▸ **Extract to read**
========
These steps will ensure that the model remains reliable and equitable across diverse clinical settings.

6.4. Overall Limitations

The proposed CAD framework for BC classification, while innovative, faces several limitations. High computational demands during training may restrict accessibility, and the BACH dataset’s lack of complete patient-wise data could limit generalizability. Applying the framework to other medical imaging tasks requires further validation. Challenges also remain in model interpretability and ethical handling of patient data. Addressing these issues through advancements in computational tools, improved datasets, better interpretability methods, and robust ethical practices will be critical for enhancing the framework’s applicability in medical image analysis.
========
▸ **Provided records**
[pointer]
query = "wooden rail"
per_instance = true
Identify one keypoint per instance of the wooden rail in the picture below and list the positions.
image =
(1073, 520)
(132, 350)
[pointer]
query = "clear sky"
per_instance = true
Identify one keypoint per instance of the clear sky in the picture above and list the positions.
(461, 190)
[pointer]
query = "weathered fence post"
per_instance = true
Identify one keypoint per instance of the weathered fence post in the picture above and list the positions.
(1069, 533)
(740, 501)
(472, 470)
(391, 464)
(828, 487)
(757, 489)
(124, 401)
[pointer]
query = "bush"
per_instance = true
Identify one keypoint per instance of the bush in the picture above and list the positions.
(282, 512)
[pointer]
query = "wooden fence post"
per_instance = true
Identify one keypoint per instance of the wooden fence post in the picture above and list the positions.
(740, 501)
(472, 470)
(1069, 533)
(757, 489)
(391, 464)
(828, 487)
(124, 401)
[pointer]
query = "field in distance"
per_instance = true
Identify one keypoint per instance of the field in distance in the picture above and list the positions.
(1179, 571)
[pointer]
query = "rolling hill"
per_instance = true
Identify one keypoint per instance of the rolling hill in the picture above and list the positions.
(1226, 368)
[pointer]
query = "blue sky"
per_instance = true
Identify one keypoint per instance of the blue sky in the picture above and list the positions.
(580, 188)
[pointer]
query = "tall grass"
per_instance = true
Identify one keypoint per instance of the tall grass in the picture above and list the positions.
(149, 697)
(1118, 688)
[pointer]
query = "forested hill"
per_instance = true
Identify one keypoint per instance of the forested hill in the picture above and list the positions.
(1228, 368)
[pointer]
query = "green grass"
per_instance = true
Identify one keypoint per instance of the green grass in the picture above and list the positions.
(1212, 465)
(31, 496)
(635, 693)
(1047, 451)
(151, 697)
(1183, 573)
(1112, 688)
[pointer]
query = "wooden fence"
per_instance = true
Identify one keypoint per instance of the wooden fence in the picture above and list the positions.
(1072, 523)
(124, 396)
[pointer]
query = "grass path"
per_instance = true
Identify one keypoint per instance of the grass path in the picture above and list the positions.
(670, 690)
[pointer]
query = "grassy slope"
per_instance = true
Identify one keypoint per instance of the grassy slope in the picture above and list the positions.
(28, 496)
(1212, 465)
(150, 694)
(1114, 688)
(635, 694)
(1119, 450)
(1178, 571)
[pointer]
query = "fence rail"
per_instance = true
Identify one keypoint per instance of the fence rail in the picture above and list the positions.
========
▸ **Directions**
(A) Revise the section on the framework's limitations from "6.4. Overall Limitations" to "medical image analysis.", replacing "interpretability" with "explainability".
(B) Extend the section on the limitations of the breast cancer classification framework past its final sentence.

▸ **Numbered answers**
(A)
6.4. Overall Limitations

The proposed CAD framework for BC classification, while innovative, faces several limitations. High computational demands during training may restrict accessibility, and the BACH dataset’s lack of complete patient-wise data could limit generalizability. Applying the framework to other medical imaging tasks requires further validation. Challenges also remain in model explainability and ethical handling of patient data. Addressing these issues through advancements in computational tools, improved datasets, better explainability methods, and robust ethical practices will be critical for enhancing the framework’s applicability in medical image analysis.

(B)
7. Conclusions and Future Work

The twin-stream approach proposed in this study represents a significant advancement in the field of histopathological image classification for breast cancer diagnosis. By utilizing complementary features from both histopathologically inherited and vision-based data, the model achieves state-of-the-art performance, as evidenced by its high accuracy (98.60%), specificity (99.07%), and consistency across multiple runs. The fusion of Virchow2 and Nomic embeddings ensures a comprehensive feature representation, capturing both high-level morphological patterns and low-level visual details critical for accurate diagnosis. Statistical analyses, including paired t-tests, ANOVA, and correlation studies, further validate the superiority of the twin-stream approach over single-stream methods and related studies. The model’s robustness, demonstrated by low standard deviations and confidence intervals, hig ights its reliability and potential for real-world clinical applications.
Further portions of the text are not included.